- _Explore the material_:
a: In the article about the lawsuit over Arizona's prison visitor fee, where must the Corrections department deposit the money from the fee?
b: Continue the article about the lawsuit over Arizona's prison visitor fee, picking up after its last sentence.

An inmate stands at his cell door Wednesday, Nov 4, 2009 at the maximum security facility at the Arizona State Prison in Florence, Ariz. (AP Photo/Matt York)

A group that advocates for prisoners’ rights went to court Monday to challenge a law that allows the Arizona Department of Corrections to set a one-time fee for conducting background checks on inmates’ visitors.

This is the second time that Middle Ground Prison Reform has brought a lawsuit against a state budget bill that deals with policy changes in the area of criminal justice.

Donna Hamm, the group’s executive director, said the $25 fee for visitors’ background checks is illegal.

“The Legislature in Arizona needs to stop thinking of prisoners and their families, who often are economically disadvantaged, as cash cows,” Hamm said in an email.

Under the law, minors are exempt from the fee. Also, the director has the ability to waive all or part of it.

Inmates’ attorneys and their agents, foster parents or court-appointed legal guardians of inmates’ minor children, and visitors who seek telephone-only contact are also exempt from the fee.

The Corrections department is required to deposit the money into a building-renewal fund.

In her lawsuit, Hamm argued that the fee is an unconstitutional tax and a “special law,” which she said is illegal under Article 4, Part 2, Section 19 of the Arizona Constitution.

Hamm also said in an email that inmates’ visitors aren’t the only ones who use the state-owned buildings. They’re also used by prison staff, victims’ rights groups, law enforcement, volunteers, lawyers and their agents, even college tour groups, she said.

This is the second legal challenge that Hamm’s group brought against provisions of SB1621, one of the budget bills enacted in the past session.

- _Provided information_:
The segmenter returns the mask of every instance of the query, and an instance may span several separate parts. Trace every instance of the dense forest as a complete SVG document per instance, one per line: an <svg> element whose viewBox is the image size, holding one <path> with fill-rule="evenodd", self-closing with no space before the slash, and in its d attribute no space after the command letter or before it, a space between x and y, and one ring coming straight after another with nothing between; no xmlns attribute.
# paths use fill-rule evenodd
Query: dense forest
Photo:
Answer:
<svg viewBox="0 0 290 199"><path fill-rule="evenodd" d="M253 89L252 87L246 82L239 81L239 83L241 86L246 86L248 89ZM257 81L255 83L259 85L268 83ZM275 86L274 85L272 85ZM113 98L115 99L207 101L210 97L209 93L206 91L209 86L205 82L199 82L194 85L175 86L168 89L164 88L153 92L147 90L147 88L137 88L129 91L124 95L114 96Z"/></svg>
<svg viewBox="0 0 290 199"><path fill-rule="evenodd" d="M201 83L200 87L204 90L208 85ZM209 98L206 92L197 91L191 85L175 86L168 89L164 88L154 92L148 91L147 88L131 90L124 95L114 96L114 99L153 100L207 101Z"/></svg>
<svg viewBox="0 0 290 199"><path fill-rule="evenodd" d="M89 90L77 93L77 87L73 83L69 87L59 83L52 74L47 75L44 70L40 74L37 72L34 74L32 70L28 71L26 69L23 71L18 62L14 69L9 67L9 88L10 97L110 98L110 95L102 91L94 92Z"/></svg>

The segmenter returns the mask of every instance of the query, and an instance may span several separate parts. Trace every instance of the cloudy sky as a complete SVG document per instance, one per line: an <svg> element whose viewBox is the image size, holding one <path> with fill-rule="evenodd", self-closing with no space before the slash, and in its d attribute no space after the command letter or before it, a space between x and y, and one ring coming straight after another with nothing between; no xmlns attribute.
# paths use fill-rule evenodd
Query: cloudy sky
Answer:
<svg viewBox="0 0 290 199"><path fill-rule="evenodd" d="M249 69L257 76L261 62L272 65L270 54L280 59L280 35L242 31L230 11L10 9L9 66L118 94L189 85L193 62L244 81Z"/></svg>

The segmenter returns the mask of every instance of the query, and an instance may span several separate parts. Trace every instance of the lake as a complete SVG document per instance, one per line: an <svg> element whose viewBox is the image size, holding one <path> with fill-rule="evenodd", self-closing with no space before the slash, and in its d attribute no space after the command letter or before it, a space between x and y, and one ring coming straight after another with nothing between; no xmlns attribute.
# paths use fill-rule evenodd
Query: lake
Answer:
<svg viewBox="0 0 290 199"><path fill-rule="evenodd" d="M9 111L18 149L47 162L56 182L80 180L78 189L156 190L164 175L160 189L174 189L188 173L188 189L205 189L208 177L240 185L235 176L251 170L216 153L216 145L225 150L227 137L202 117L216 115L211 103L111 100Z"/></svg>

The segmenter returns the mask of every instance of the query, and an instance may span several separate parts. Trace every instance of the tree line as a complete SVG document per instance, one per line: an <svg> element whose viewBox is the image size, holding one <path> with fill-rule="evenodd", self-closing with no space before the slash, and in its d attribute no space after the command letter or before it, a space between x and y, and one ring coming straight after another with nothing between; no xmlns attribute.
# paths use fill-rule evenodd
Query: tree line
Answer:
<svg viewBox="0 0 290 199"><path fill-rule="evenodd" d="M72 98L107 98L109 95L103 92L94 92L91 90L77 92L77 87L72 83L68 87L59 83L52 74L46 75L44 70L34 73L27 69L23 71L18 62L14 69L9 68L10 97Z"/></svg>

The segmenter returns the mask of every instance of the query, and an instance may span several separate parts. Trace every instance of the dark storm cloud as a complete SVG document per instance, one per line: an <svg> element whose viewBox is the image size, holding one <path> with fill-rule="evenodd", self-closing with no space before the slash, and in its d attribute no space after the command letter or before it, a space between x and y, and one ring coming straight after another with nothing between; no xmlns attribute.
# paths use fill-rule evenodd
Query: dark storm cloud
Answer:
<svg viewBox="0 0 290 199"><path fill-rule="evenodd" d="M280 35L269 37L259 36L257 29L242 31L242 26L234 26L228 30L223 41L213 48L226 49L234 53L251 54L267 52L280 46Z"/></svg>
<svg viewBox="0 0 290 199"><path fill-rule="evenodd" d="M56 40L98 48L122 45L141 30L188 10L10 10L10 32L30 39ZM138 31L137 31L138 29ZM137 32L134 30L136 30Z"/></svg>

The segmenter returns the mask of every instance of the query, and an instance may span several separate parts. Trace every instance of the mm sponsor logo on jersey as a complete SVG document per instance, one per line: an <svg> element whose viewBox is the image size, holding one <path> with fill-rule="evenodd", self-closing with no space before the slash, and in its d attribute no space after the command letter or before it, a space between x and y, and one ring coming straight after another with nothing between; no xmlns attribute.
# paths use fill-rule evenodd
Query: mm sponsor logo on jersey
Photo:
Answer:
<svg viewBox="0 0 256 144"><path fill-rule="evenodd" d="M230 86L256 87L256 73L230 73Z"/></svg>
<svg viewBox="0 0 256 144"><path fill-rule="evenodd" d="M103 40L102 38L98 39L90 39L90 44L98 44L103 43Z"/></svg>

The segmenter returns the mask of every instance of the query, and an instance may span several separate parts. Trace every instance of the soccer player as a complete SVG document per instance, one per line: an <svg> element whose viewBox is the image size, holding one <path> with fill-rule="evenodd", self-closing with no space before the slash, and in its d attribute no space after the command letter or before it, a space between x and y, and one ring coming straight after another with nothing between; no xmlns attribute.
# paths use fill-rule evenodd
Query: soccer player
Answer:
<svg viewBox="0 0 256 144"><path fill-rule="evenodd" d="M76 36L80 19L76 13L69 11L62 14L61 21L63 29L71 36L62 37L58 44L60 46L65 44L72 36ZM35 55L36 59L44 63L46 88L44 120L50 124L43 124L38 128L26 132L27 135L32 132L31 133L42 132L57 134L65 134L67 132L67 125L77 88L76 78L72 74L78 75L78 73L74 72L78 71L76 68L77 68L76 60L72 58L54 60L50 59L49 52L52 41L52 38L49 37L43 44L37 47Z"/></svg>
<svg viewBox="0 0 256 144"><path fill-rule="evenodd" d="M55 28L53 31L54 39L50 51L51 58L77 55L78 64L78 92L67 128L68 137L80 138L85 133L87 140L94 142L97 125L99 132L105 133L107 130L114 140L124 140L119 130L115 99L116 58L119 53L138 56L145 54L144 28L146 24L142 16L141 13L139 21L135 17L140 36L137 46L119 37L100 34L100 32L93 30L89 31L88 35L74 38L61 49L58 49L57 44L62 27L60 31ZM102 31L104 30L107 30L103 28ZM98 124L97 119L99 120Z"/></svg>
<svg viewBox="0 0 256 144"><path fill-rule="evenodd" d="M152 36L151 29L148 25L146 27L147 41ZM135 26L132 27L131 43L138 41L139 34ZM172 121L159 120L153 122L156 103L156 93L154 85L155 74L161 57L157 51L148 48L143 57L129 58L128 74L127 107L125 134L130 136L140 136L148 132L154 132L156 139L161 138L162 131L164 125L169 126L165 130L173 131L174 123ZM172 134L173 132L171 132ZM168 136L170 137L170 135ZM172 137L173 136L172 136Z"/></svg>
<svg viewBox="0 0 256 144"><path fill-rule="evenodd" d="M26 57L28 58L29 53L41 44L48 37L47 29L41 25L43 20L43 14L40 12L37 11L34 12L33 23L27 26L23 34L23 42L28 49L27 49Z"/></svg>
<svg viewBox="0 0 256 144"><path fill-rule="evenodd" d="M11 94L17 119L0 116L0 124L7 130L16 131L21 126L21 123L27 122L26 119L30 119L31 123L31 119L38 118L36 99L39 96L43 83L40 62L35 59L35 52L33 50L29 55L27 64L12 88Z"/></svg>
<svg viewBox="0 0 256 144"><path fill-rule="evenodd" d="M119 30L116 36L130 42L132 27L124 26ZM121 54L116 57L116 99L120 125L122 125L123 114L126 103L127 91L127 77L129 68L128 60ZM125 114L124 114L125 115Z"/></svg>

- _Per-task outputs_:
a: Into a building-renewal fund.

b:
The first lawsuit, which Hamm submitted on behalf on inmate David Arner last month, challenged the authority given to the department to deduct a fee on deposits made to what’s referred to as “spendable” accounts, where inmates’ earnings go when they get a job while in prison.

Those fees would also go into the building-renewal fund, whose revenues the department can use to repair and maintain facilities.

Hamm said since the money won’t actually be used to defray the cost of managing inmates’ bank accounts, the fee is also a tax and an illegal “special law.”

In an email, she said there’s already a host of things that prisoners pay for, from court-ordered restitution to child support to medical co-pay fees, and some even pay for room and board expenses.

“Visitors pay inflated prices for vending machine food in the visitation rooms, as well as outrageous fees to accept collect calls — and some of the profits are kicked-back to the DOC (Department of Corrections) coffers,” she said.

The Corrections department declined to comment pending a review of the lawsuit.